(EXCERPT TO READ begins)

Most mammals are this, lacking perception of red hues.

Question 52

Quadromats…

Answer 52

Some birds and reptiles are this. Can detect ultraviolet light.

Question 53

Colour constancy…

Answer 53

• Tendency to perceive an object as same colour in spite of the major variations occuring in the wavelengths said object reflects.
• Trichromatic and Opponent Process theories cannot explain this.

Question 54

Colour constancy remains providing that…

Answer 54

The illumination contains a mixture of short, medium, and long wavelenghts, and that the object is perceived as part of the visual scene.

Question 55

‘Retinex’ theory…

Answer 55

Land (1977)
Object colour is dictated by its reflectance, which is the ratio of different wavelengths of light reflected by its surface.

Question 56

Dual-opponent colour cells…

Answer 56

Fire ‘on’ when red is on periphery and green is on centre, and ‘off’ for the reverse.

Question 57

‘Blobs’…

Answer 57

Peglike, cytochrome, oxidase-rich, dual-opponent colour columns. This supports discovery that visual cortex organisation is largely columnar.

Question 58

Visual cortex is divided into 3 parts…

Answer 58

1: Primary visual cortex (V1) <— Secondary visual cortex information.
- The further away from V1 neurons are, the larger their receptive fields are, and the more complex and specific the stimuli they respond to.

Question 59

V1’s location…

Answer 59

Hidden in posterior of the occipital lobes, surrounded by the prestriate cortex.

Question 60

Scotoma…

Answer 60

• An area of blindness induced by V1 damage.
• Tested for using the ‘perimetry test’, which creates a visual map for each eye, which is indicative of areas of damage.

Question 61

Hemianopsic…

Answer 61

A scotoma in half of one’s visual field.

Question 62

Blindsight…

Answer 62

When patients with scotomas can still respond to visual stimuli that pops up in scotomas, even though they don’t have any conscious awareness of it.

Question 63

Perception of motion…

Answer 63

Is hardiest visual ability when visual damage occurs. Probably because it is one of our most basic perceptual abilities.

Question 64

First theory for blindsight…

Answer 64

Remaining cells of striate cortex are still alive,and there is a sufficient amount of them to continue carrying out visual abilities without conscious awareness.

Question 65

Second theory for blindsight…

Answer 65

Visual pathways between secondary visual cortex and visual structure that don’t go through V1 are still able to carry out visual abilities as they don’t need cognitive awareness.

Question 66

Visual pathways are mainly part of two streams…

Answer 66

• Dorsal stream
• Ventral stream
• Same as sensorimotor system!

(EXCERPT TO READ ends)
(DATASET EXTRACT begins)

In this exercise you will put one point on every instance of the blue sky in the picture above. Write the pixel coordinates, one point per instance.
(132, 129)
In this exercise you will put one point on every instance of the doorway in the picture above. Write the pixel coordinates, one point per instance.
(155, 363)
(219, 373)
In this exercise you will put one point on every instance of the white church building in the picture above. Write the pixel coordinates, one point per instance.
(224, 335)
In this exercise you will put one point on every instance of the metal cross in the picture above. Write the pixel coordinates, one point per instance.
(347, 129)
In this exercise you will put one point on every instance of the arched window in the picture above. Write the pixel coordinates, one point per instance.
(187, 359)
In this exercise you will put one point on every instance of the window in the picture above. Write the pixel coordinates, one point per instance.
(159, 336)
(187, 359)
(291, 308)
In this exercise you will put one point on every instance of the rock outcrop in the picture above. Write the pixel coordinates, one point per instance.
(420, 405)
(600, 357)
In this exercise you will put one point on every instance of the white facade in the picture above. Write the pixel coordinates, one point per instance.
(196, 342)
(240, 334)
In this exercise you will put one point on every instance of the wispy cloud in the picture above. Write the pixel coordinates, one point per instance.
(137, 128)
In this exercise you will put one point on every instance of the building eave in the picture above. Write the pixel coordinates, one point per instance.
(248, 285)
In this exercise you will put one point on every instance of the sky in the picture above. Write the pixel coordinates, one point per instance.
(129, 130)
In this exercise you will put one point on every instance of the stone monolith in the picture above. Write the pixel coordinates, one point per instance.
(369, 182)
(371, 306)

(DATASET EXTRACT ends)

Revise the stretch of the visual perception flashcards from "Hemianopsic…" through "awareness of it.", putting "blind spots" wherever "scotomas" occurs.

■ RESPONSE TO THIS TASK
Hemianopsic…

Answer 61

A scotoma in half of one’s visual field.

Question 62

Blindsight…

Answer 62

When patients with blind spots can still respond to visual stimuli that pops up in blind spots, even though they don’t have any conscious awareness of it.